-- Task description --
Look through the entries. Copy each line that has the word "below".

┌──

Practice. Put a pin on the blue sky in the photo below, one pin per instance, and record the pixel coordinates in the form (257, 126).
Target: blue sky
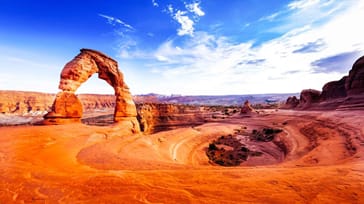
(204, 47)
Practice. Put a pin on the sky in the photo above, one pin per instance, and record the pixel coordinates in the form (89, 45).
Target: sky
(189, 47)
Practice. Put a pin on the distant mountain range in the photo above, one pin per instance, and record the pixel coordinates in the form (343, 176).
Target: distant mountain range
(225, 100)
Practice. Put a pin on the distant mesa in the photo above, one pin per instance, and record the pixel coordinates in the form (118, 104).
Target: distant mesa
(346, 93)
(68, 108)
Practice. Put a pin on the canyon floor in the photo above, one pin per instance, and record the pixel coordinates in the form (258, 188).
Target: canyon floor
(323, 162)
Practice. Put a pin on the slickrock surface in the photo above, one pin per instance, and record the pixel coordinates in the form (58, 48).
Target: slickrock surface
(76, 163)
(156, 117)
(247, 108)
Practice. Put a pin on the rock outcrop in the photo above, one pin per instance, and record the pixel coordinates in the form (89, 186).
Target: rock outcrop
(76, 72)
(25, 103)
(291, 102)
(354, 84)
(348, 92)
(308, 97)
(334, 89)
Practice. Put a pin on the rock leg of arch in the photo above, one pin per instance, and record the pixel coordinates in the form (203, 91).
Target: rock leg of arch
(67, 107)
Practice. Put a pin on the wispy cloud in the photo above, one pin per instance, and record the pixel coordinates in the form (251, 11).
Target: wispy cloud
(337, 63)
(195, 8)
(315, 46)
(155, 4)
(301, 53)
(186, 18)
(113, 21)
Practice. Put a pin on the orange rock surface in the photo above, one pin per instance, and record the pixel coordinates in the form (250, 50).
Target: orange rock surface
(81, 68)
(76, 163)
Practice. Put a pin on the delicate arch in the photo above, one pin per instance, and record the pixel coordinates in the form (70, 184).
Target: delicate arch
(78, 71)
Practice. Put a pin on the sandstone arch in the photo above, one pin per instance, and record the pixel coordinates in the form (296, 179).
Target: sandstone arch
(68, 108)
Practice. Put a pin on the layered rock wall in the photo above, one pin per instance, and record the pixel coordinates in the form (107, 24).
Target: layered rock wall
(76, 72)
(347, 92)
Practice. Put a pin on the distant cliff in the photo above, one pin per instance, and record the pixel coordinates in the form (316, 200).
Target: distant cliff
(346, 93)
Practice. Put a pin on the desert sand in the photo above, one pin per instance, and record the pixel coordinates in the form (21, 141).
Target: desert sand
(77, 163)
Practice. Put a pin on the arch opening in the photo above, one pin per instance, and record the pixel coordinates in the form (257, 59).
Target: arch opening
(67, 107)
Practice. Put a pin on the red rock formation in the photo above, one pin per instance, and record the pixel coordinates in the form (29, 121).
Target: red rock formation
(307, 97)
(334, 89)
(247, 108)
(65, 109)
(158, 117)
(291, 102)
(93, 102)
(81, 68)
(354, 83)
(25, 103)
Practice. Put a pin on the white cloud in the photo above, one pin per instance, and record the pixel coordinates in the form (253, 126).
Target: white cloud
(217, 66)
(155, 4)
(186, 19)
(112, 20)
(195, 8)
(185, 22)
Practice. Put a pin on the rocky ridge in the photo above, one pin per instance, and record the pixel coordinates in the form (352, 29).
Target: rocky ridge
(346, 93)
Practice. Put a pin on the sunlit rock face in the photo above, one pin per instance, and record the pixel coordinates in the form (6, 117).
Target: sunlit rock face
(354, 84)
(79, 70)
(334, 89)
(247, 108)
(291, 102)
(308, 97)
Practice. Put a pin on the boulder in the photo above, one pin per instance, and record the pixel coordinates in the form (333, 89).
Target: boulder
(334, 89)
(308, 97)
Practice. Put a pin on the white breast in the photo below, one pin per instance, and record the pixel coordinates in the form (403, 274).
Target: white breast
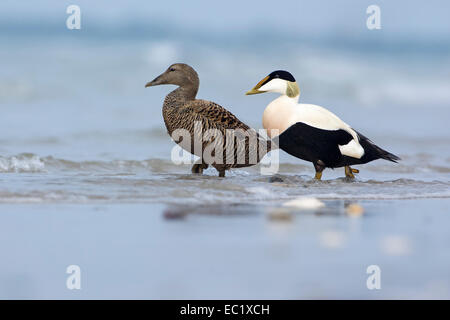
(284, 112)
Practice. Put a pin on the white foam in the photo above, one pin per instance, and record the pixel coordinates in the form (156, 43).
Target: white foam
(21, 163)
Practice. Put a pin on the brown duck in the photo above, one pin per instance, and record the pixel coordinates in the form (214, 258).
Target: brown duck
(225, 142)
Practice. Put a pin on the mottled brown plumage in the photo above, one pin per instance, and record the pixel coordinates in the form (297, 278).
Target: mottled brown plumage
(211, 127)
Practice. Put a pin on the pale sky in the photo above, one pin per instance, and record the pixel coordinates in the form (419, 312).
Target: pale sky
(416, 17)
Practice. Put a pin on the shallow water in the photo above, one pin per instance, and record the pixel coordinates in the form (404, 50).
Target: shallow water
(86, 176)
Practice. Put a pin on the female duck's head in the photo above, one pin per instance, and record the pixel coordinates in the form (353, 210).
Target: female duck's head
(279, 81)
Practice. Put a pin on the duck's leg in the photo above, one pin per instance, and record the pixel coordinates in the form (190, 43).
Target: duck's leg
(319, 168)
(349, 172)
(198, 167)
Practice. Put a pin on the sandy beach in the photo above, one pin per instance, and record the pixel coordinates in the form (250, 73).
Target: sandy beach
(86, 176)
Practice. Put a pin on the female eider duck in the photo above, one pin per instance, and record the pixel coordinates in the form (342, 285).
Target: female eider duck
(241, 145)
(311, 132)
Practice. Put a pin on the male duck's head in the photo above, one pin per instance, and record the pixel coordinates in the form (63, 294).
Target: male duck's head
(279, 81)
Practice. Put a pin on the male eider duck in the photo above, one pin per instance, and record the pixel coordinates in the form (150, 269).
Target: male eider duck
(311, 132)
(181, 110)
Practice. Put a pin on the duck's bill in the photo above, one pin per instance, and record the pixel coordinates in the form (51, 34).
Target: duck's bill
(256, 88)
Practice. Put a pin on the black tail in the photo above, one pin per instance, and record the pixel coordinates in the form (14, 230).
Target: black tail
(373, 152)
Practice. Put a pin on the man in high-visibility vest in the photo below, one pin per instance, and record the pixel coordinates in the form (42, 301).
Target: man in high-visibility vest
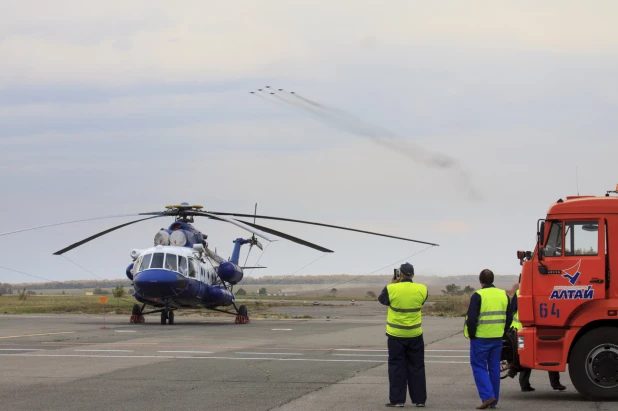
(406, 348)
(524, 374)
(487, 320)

└──

-- Response to the task --
Practice. Put a pin on the blue sky in the photo below, one pin per instance, and record the pixel coordinates in the form (257, 126).
Practice. Put a pin on the white breast in the photo below, one pin per instance, and record the pixel coordinates in the form (403, 274).
Practice. Put a pin on the man in high-visibility vest in the photo below, one pin per instance, and record the pixel coordinates in the form (42, 301).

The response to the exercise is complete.